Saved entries
=====

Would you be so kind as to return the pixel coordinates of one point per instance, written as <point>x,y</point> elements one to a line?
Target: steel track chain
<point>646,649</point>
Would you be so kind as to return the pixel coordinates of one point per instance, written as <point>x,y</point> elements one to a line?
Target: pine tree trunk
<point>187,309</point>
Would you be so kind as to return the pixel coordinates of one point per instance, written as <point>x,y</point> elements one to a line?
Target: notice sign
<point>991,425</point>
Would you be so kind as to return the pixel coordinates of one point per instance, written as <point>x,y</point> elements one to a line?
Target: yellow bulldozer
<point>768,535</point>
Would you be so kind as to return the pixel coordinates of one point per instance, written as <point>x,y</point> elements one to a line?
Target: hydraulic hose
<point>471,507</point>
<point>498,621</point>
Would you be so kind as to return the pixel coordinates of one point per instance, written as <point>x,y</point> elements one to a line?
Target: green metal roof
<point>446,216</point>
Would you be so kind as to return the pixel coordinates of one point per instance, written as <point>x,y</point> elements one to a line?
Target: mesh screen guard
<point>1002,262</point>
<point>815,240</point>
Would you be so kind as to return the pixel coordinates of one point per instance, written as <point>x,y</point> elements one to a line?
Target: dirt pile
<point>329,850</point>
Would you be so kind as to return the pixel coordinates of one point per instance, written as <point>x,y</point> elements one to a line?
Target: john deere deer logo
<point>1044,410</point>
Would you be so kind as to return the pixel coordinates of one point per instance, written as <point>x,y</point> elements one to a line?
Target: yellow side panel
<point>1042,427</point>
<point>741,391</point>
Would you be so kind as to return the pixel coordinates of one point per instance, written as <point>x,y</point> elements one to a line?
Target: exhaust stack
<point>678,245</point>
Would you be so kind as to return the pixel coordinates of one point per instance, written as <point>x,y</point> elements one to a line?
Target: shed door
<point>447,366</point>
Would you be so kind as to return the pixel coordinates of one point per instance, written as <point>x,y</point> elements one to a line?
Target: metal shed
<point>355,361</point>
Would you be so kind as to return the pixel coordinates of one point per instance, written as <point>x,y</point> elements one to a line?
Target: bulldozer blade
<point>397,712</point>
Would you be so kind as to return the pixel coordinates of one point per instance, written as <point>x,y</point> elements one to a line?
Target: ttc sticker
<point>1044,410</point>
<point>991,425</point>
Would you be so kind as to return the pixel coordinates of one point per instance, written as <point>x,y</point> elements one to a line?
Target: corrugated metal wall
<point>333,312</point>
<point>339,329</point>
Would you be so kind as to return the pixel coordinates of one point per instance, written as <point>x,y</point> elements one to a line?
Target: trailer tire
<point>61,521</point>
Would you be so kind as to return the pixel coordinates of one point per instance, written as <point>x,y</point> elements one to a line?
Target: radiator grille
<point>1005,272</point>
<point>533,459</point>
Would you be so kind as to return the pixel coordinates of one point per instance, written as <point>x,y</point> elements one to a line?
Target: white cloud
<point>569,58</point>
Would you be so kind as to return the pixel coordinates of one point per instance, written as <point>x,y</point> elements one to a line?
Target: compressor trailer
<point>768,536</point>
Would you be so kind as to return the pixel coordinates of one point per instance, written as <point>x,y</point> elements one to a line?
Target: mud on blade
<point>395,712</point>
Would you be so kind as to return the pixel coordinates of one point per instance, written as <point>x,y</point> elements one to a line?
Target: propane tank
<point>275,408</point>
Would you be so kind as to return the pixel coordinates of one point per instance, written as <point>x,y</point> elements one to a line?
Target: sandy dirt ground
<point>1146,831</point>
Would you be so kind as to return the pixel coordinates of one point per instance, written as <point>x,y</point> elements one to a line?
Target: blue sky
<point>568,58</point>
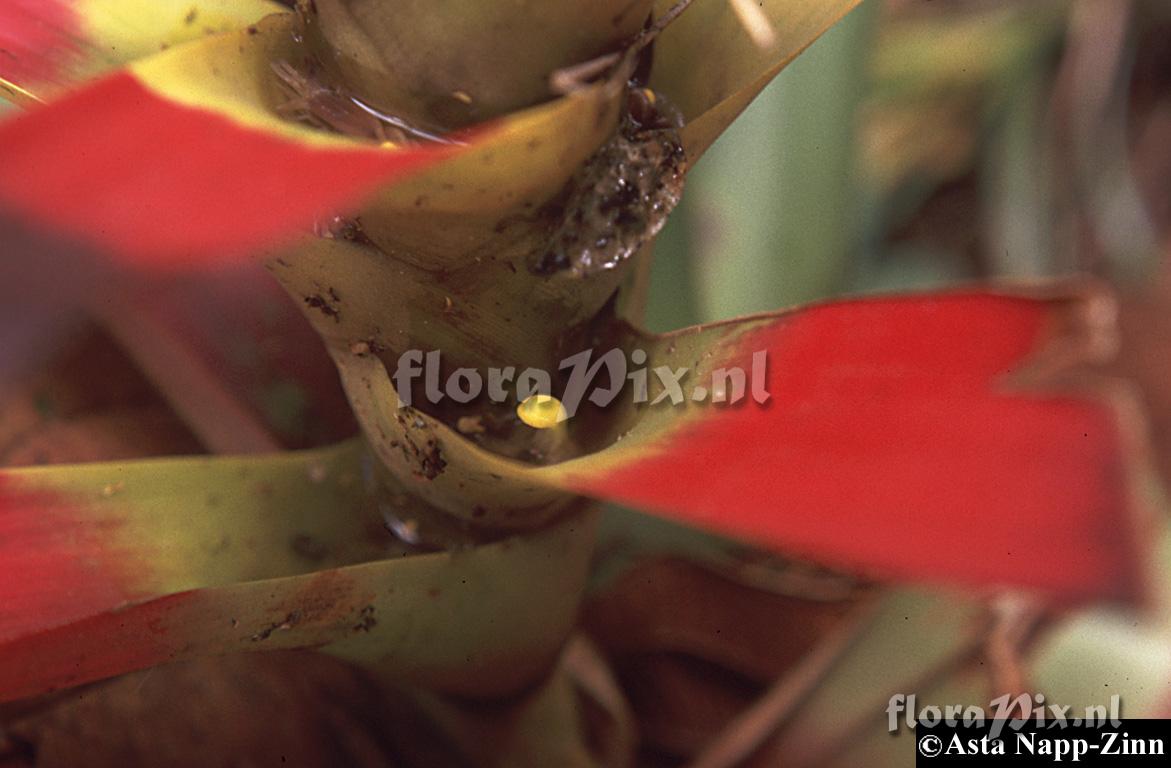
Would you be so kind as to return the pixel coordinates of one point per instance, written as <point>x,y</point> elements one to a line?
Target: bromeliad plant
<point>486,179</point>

=====

WHAT YOU HAVE TO DO → What is needed is a word-for-word copy of the data above, free of any images.

WRITTEN REPLY →
Would you be so kind as to return the pixel coordinates of one point per instance, written as <point>x,y</point> elements one to a line?
Target: steel track chain
<point>646,649</point>
Would you be so kind as to return the pixel coordinates of one point per instance, written as <point>x,y</point> elements one to a line?
Target: pine tree trunk
<point>187,309</point>
Would you be so kind as to return the pixel coordinates of one point per instance, written as <point>x,y</point> elements one to a line?
Target: notice sign
<point>991,425</point>
Would you be so kind as to return the pixel coordinates of one point per instance, written as <point>x,y</point> elements one to a line?
Target: yellow bulldozer
<point>768,535</point>
Would you be so kind as to return the pixel coordinates of one point per instance, written as <point>x,y</point> elements one to a line?
Target: hydraulic hose
<point>471,507</point>
<point>498,621</point>
Would you be so kind as to return the pixel coordinates of one point per instance, written as <point>x,y</point> elements one to a line?
Target: green metal roof
<point>446,216</point>
Would you be so kind as to return the pixel coordinates of one point per instance, written as <point>x,y</point> elements one to a line?
Target: mesh screen guard
<point>1002,262</point>
<point>815,240</point>
Would you be so kind as to return the pixel coordinates of one point per instance, written as <point>x,y</point> elements one to a line?
Target: dirt pile
<point>329,850</point>
Would you be so kind as to return the pixel coordinates of one point per instance, written as <point>x,y</point> elements one to a line?
Target: john deere deer logo
<point>1044,410</point>
Would you be so kind as to return the pixel coordinates of one point per instance, written as <point>x,y</point> elements one to a line?
Target: yellow side panel
<point>1042,427</point>
<point>741,391</point>
Would you be so kind as to return the pixel coordinates of one point per instance, written as <point>x,y</point> elements one to a line?
Target: exhaust stack
<point>678,245</point>
Would you be so kind as to return the pixel coordinates of one point per instance, written as <point>x,y</point> elements one to a line?
Target: shed door
<point>447,366</point>
Would you be so kind as to return the pixel coordinates of one point per instance, written as <point>x,y</point> elements one to a line?
Target: metal shed
<point>355,361</point>
Would you be so kind as to return the pixel coordinates of one point per instance, written as <point>x,y</point> elements one to a line?
Target: bulldozer blade
<point>397,712</point>
Would you be so kind as to return the pixel coordinates of one point per instance, written as <point>x,y</point> elements one to a line?
Target: ttc sticker
<point>1044,410</point>
<point>991,425</point>
Would you be so kind as to return the pixel coordinates of one point per instance, written as <point>x,y</point> elements one to a line?
Target: corrugated metal wall
<point>333,312</point>
<point>339,329</point>
Would you be so kind as to return the pixel coordinates of one point per instance, written as <point>x,y</point> elements one to a line?
Target: trailer tire
<point>61,521</point>
Would you be so kind as to return the pixel coordinates of one point per instance, written as <point>x,y</point> elements one to a line?
Target: radiator grille
<point>1005,272</point>
<point>533,459</point>
Would you be so kind as to return the pixel coordinates of one point per instance, written as <point>x,y</point> elements one to a line?
Target: white cloud
<point>569,58</point>
Would you be so kind as to return the pixel coordinates of one point per instance, written as <point>x,y</point> elements one to a line?
Target: compressor trailer
<point>768,536</point>
Would you be so kind as to return the pixel coordinates of one point per instance, written as <point>x,y</point> elements one to a line?
Target: mud on blade
<point>395,712</point>
Would you be so kind as to return the pixel coordinates of one point per instance, written as <point>x,y</point> elements one to a line?
Target: propane tank
<point>275,408</point>
Would you be so kind as to return the pixel coordinates of one point per instance, written as <point>x,y</point> elements one to a line?
Target: sandy dirt ground
<point>1146,831</point>
Would you be so kind as to return the pixel coordinates of one point per instance, written as <point>x,y</point> elements one to a line?
Target: blue sky
<point>568,58</point>
Would you be so kind as to return the pixel coordinates of one point per instance, written as <point>x,y</point> elements one to a line?
Target: bromeliad plant
<point>486,179</point>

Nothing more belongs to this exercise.